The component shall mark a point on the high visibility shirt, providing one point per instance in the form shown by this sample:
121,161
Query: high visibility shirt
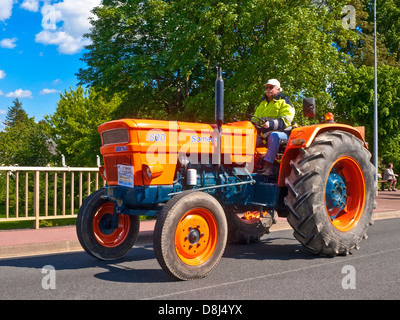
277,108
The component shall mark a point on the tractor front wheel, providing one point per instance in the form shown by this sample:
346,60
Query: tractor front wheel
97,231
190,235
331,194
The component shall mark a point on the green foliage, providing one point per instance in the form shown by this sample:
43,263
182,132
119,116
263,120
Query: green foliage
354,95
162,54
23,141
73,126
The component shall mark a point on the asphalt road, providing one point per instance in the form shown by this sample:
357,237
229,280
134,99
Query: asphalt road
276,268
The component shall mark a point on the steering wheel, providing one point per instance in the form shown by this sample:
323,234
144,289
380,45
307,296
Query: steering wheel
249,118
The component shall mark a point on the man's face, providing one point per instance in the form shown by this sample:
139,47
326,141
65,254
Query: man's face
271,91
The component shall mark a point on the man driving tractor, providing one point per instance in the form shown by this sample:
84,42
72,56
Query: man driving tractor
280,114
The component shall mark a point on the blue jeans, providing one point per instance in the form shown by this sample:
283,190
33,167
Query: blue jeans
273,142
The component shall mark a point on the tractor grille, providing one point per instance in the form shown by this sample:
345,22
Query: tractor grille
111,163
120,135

--

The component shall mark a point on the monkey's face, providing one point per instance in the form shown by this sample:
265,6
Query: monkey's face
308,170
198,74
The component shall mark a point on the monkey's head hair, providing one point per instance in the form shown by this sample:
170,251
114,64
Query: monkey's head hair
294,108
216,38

---

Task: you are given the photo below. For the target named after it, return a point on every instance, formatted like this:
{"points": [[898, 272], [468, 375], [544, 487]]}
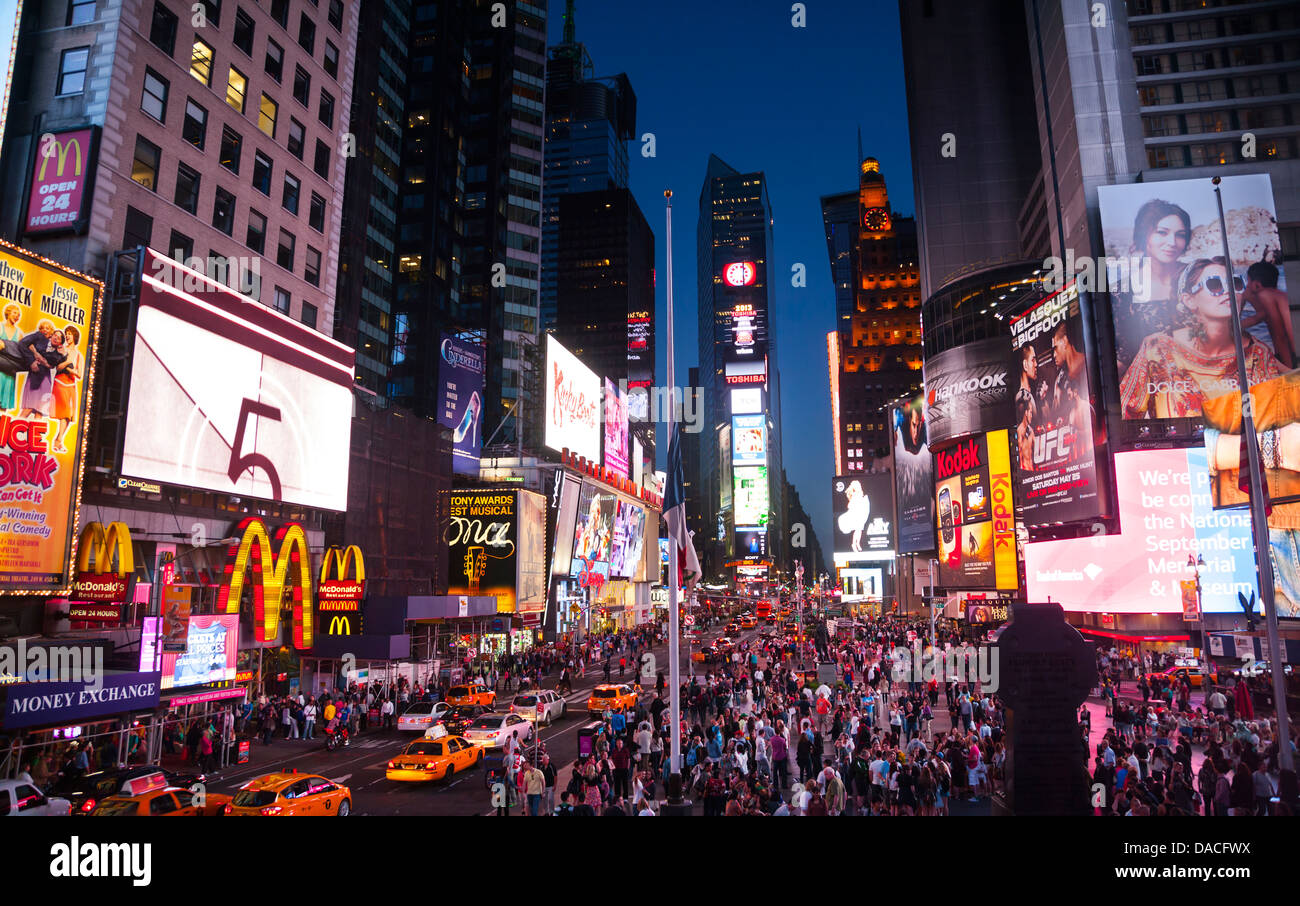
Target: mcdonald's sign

→ Task to carry out
Scan the listing and copy every line where the string "shown" shows up.

→ Expected output
The component shall mark a point on the high visibility shirt, providing one point per instance in the form shown by this sample:
The component shall mark a point on the tractor front wheel, providing one point per instance in the form shown by this sample:
The component shall mark a point on the green foliage, providing one point per instance in the form shown by this sample:
The component shall mark a point on the asphalt road, providing one point per instance in the form shown by this sample:
The component shall mark a point on the steering wheel, providing one point per instance in the form shown by this sample:
The component shall mark a point on the man's face, providing one point per instance in the form shown by this sample:
The component shall mark a point on the man driving tractor, providing one point per instance in the form shown by this sample:
The component shall mark a point on the blue jeans, providing one point per instance in the form shown by this sample:
The component shall mark a point on the tractor grille, providing one point per instance in the form shown by this sample:
The component shall mark a point on the monkey's face, providing one point per instance in the form shown by this sample:
The component shall mark a point on the monkey's head hair, providing one point per instance in the form shown by this sample:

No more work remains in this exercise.